- [TASK STATEMENT]: In the entries below, find the line with "like [(72, 729)]" and the line with "like [(415, 867)]". Print those two and everything between them exactly, and nothing else.

- [PROVIDED RECORDS]:
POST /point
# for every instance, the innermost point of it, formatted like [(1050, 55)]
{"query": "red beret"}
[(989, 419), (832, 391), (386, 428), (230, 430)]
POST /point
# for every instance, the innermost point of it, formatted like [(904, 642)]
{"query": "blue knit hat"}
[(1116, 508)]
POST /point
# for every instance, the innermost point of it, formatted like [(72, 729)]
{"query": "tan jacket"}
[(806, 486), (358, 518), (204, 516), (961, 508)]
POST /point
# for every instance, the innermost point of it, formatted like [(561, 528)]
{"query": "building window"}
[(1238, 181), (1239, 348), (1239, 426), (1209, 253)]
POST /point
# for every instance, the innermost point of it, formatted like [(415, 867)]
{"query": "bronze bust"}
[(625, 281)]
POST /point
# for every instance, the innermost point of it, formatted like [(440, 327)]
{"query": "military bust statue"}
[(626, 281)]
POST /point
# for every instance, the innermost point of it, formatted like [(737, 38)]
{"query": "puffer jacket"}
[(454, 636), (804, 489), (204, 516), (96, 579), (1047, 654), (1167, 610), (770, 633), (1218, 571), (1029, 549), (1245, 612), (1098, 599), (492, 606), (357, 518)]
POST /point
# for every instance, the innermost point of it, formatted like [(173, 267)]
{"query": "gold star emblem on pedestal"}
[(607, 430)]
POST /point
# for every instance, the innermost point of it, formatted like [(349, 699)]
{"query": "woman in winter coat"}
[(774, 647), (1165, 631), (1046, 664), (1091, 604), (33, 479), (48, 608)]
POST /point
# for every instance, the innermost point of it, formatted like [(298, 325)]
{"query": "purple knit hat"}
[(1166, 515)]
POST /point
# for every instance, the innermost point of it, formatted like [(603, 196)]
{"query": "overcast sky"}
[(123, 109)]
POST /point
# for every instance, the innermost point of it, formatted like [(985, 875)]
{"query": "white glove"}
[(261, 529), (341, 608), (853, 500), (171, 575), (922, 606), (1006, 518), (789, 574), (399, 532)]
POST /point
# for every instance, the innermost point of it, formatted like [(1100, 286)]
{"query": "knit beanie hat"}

* * *

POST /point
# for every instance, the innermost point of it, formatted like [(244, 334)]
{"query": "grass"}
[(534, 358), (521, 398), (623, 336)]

- [SOLUTION TO THIS TASK]:
# for every instance, the innermost point of it, formatted like [(72, 729)]
{"query": "tan jacket"}
[(806, 486), (358, 518), (204, 516), (961, 508)]
POST /point
# for every instance, the innermost point of it, formatted like [(561, 528)]
{"query": "building window"}
[(1238, 181), (1239, 348), (1239, 426), (1209, 253)]
POST /point
# for every instance, the innermost point of it, formatted like [(415, 867)]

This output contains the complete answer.